+++ Passage +++
The film ends with the eldest sibling, Mike Beardsley, going off to Camp Pendleton to begin his stint in the United States Marine Corps.

Cast 

 Henry Fonda as CWO Frank Beardsley, USN
 Lucille Ball as Helen Beardsley
 Van Johnson as CWO Darrell Harrison, USN
 Walter Brooke as Howard Beardsley (Frank's brother.)
 Nancy Howard as Nancy Beardsley (Frank's sister-in-law)
 Sidney Miller as Dr. Ashford (Helen's date)
 Louise Troy as Madeleine Love (Frank's date)
 Tom Bosley as a family doctor who makes a house call on the Beardsleys, and is also the consulting physician for the California Draft Board when Mike Beardsley reports for a required physical exam.
 Ben Murphy as Larry, Colleen's boyfriend

 Jennifer Gan as Young Lady In Coffeehouse
 Larry Hankin as Supermarket Clerk
 Mary Gregory as Sister Mary Alice, who questions Philip's use of the Beardsley name
 Harry Holcombe as the judge who handles the grand mutual adoption
 Ysabel MacCloskey as Nanny #1, who lasts less than a day.
Pauline Hague as Nanny #2, aka "Mrs. Anderson." She lasts a week because she is hiding from the police. After a stint with the Beardsleys, she turns herself in.
 Marjorie Eaton as Nanny #3, aka "Mrs. Ferguson," who famously says, "Mrs. Anderson was last week; I'm Mrs. Ferguson, and you can mail me my check!" She fights Louise precipitating Frank's second meeting with Helen.

The Beardsley Children
 Tim Matheson as Mike (credited as "Tim Matthieson")
 Gil Rogers as Rusty
 Gary Goetzman as Greg
 Nancy Roth as Rosemary
 Morgan Brittany as Louise (Credited as "Suzanne Cupito")
 Maralee Foster as Mary
 Holly O'Brien as Susan
 Michele Tobin as Veronica
 Tracy Nelson as Germaine
 Stephanie Oliver as Joan

The North Children
 Jennifer Leak as Colleen
 Kimberly Beck as Janette
 Kevin Burchett as Nick
 Mitch Vogel as Tommy
 Margot Jane as Jean
 Eric Shea as Philip
 Greg Atkins as Gerald
 Lynnell Atkins as Teresa

Reality versus film 
This film departs in several various ways from the actual lives of Frank and Helen Beardsley and their children. The names of Frank and Helen Beardsley and their children are real; the wedding invitation that appears midway through the film is the actual North-Beardsley wedding invitation. The career of Lieutenant Richard North USN is also described accurately, but briefly: specifically, he was a navigator on the crew of an A-3 Skywarrior that crashed in a routine training flight, killing all aboard, exactly as Helen describes in the film. Frank Beardsley is described correctly as a Navy warrant officer. The "loan-out" of the two youngest Beardsleys is also real, and indeed Michael, Charles ("Rusty"), and Gregory Beardsley were determined to see their father marry Helen North as a means of rectifying this situation. The movie correctly describes Frank Beardsley as applying his Navy mind-set to the daunting task of organizing such a large family (although the chart with the color-coded bathrooms and letter-coded bedrooms--"I'm Eleven Red A!"—is likely a Hollywood exaggeration). Finally, Michael Beardsley did indeed serve a term in the Marine Corps, as did Rusty.
+++ Raw data +++
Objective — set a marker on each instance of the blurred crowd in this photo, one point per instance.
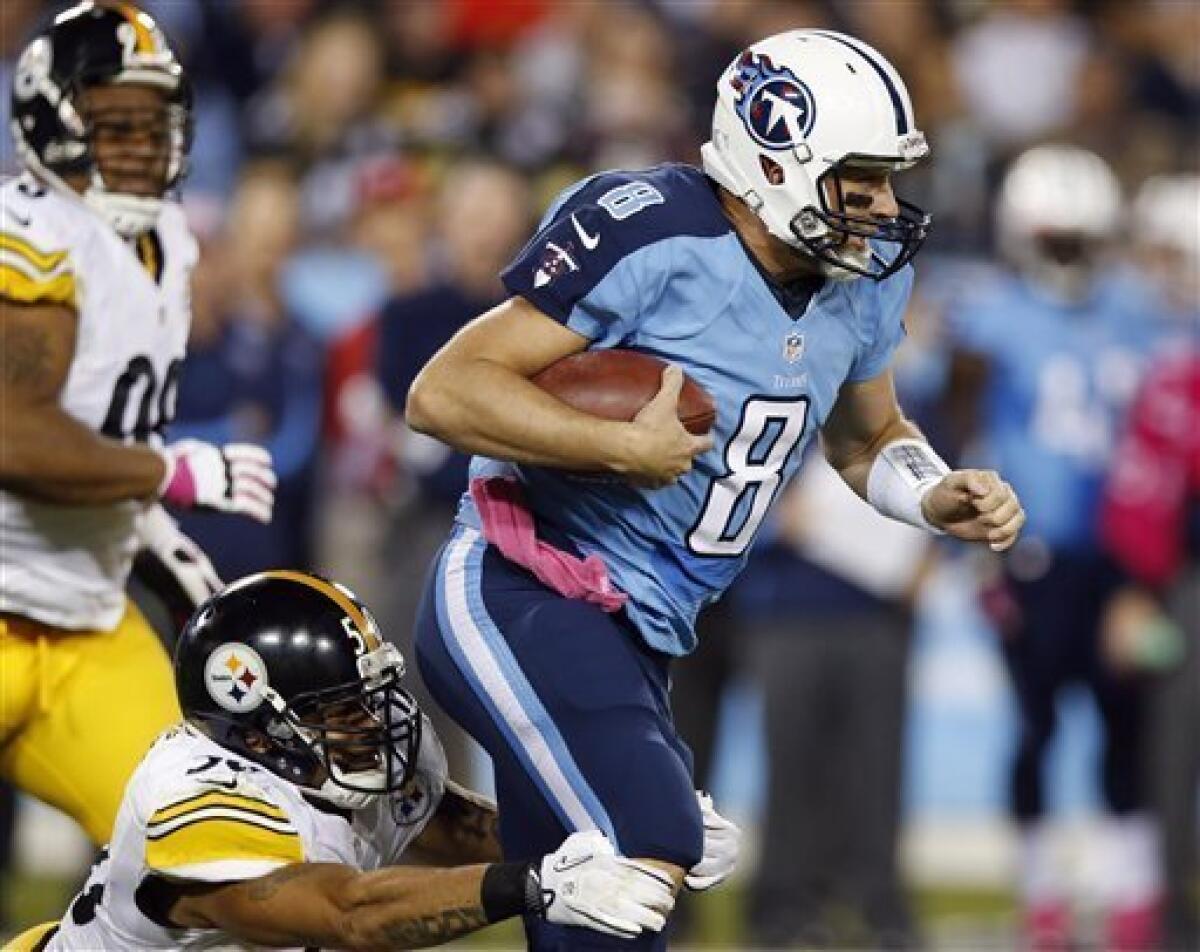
+++
Written problem
In the passage about the Beardsley family film, what type of aircraft was Lieutenant Richard North serving on as a navigator when it crashed?

Output of the exercise
An A-3 Skywarrior.